▶ Source passage:
I'm glad they're with you now and you're taking the time to reseach to make sure they get taken care off. It looks like some are getting pecked too- some feathers missing by the face indicates they may have been bickering. That could be caused by the stress they were under, so you may not have a problem with it, but keep an eye on it. 
As far as their cere's, no they do not look healthy-what it looks like to me is that they were exposed to harsh fumes (teflon, perfumes, sprays, etc) They have very sensative repiratory systems and lots of things that are ok for us iritate theirs. I think once they get settled in the normal color should be restored (no more reddish noses).

I would go ahead and mist them, or offer them a bath, it'll help since they were in a dirty enviroment.It's crazy that they were never let out too...mine would have a heartattack if I didn't let them roam around daily. I keep telling them they have it good! Anyways, I think you'll find this link on cockatiel behaviors very helpful  http://www.biseinen.com/shango/tielbodylanguage.html Any questions, just ask. Also, when you get a chance, check out this section. If they were never let out, I am MORE then sure they never had veggies, fruits or other fresh foods either.
http://talkcockatiels.com/forumdisplay.php?f=22


----------



## Coreyrox (Mar 9, 2009)

I'm of no help on the cere question but I find that most things that are bad for birds to inhale are really not great for us to inhale either. It just takes longer for us to get the full effect of what we do. Cleaning products perfume teflon fumes are all bad for us too. I am so glad I decided to get birds because I was a heavy teflon cook and I hate that we were eating off of it all those years. I knew no better. There have been no long term studies done on the effects of ingesting and inhaling teflon on a regular basis. I prefer my cook ware to not be coated at all. I wear perfume from time to time but clean with all natural products. What is the point of a clean house if you can't be healthy in it  LOL Okay so back on track......


Your tiels are lovely. I hope you get the help that you need.


----------



## Aly (Jul 30, 2007)

Coreyrox said:


> I'm of no help on the cere question but I find that most things that are bad for birds to inhale are really not great for us to inhale either. It just takes longer for us to get the full effect of what we do. Cleaning products perfume teflon fumes are all bad for us too. I am so glad I decided to get birds because I was a heavy teflon cook and I hate that we were eating off of it all those years. I knew no better. There have been no long term studies done on the effects of ingesting and inhaling teflon on a regular basis. I prefer my cook ware to not be coated at all. I wear perfume from time to time but clean with all natural products. What is the point of a clean house if you can't be healthy in it  LOL Okay so back on track......
> 
> 
> Your tiels are lovely. I hope you get the help that you need.


I agree with you. We have stainless steel (got my mom to convert..more like she didn't have a choice-I bought all new stuff for her..) As far as cleaning, we use stuff in the bathroom but the rest is mostly done with vinegar, hot water, good old soap and rubbing alchool at times.


----------



## xxxSpikexxx (Jul 30, 2007)

▶ Source records:
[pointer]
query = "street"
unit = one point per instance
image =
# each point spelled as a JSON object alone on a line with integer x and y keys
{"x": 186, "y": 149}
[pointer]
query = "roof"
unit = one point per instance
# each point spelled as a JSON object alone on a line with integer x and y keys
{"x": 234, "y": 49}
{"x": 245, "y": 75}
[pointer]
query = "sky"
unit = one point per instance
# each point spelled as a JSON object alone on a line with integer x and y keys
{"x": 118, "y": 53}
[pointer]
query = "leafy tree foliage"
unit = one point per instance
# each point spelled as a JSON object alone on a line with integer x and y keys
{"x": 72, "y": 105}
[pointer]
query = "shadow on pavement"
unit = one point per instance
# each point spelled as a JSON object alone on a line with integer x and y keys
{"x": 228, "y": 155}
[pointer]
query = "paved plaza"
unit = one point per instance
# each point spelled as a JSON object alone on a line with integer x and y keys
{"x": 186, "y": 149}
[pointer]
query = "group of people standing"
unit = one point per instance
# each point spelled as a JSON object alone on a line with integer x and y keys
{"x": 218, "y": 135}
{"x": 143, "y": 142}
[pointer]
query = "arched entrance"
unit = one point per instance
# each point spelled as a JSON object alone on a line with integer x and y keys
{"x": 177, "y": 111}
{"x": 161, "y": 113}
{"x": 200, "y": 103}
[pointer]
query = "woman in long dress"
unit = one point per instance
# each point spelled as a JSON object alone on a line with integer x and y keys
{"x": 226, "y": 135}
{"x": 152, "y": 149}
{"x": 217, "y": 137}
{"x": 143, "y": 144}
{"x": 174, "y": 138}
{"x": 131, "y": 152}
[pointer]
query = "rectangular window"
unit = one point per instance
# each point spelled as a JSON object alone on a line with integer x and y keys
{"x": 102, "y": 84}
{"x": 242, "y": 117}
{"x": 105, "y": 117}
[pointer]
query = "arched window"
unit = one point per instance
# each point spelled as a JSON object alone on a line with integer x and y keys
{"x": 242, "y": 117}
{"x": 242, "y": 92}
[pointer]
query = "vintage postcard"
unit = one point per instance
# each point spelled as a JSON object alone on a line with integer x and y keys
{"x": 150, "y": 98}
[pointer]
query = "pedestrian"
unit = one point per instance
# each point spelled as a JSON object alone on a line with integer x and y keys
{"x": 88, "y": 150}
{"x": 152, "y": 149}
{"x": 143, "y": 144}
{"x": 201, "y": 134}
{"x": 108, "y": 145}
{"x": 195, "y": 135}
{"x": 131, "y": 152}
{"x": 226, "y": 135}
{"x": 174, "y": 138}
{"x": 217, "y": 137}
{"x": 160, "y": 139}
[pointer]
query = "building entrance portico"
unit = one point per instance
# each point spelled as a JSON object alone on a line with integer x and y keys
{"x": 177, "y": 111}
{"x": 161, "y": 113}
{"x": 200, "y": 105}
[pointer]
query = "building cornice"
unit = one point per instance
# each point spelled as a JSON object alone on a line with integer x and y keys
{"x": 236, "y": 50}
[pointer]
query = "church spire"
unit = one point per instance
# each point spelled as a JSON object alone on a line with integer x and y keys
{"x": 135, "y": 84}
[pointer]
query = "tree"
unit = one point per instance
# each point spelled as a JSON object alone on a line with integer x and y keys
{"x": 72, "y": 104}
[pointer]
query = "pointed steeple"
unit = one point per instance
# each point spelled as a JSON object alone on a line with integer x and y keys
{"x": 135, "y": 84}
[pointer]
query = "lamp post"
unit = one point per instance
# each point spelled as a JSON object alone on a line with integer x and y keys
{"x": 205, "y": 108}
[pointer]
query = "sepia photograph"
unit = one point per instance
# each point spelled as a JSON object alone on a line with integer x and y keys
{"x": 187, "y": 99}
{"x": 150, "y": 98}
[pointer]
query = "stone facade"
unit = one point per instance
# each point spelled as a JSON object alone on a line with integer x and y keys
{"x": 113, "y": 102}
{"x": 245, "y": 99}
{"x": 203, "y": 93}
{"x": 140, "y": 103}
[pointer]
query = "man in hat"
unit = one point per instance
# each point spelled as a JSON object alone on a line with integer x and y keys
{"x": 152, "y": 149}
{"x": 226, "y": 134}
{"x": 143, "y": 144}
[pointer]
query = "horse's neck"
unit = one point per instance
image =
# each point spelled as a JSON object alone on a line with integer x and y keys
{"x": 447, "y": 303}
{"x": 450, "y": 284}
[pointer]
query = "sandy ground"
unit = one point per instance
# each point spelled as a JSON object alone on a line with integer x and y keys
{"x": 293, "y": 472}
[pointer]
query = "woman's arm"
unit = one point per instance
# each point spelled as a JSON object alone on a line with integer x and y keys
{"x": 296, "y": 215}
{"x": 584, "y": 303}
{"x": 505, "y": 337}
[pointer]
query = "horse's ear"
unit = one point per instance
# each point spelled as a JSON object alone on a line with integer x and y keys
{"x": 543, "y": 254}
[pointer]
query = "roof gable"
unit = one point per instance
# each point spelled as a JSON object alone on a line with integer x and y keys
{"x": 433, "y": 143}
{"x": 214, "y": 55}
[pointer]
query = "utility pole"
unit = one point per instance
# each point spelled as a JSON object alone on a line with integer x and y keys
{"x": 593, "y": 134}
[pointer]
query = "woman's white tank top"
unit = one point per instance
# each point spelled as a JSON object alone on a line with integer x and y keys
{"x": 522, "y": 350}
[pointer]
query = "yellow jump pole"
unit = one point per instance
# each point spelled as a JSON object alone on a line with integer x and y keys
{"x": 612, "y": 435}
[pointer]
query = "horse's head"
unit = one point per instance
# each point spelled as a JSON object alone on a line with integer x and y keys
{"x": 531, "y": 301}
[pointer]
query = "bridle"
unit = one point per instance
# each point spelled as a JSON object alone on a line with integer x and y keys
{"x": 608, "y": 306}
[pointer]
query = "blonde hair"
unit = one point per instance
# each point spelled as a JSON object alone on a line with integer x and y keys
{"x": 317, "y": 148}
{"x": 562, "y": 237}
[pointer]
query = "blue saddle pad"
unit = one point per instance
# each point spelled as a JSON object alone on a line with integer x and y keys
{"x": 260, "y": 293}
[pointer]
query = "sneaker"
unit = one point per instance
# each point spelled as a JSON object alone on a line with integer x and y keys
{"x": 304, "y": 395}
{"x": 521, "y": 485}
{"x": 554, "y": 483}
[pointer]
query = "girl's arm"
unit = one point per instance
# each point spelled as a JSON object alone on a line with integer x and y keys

▶ Aim of the task: Reproduce the cockatiel forum thread word for word, from "I agree with" up to and including "alchool at times.".

▶ Response for this exercise:
I agree with you. We have stainless steel (got my mom to convert..more like she didn't have a choice-I bought all new stuff for her..) As far as cleaning, we use stuff in the bathroom but the rest is mostly done with vinegar, hot water, good old soap and rubbing alchool at times.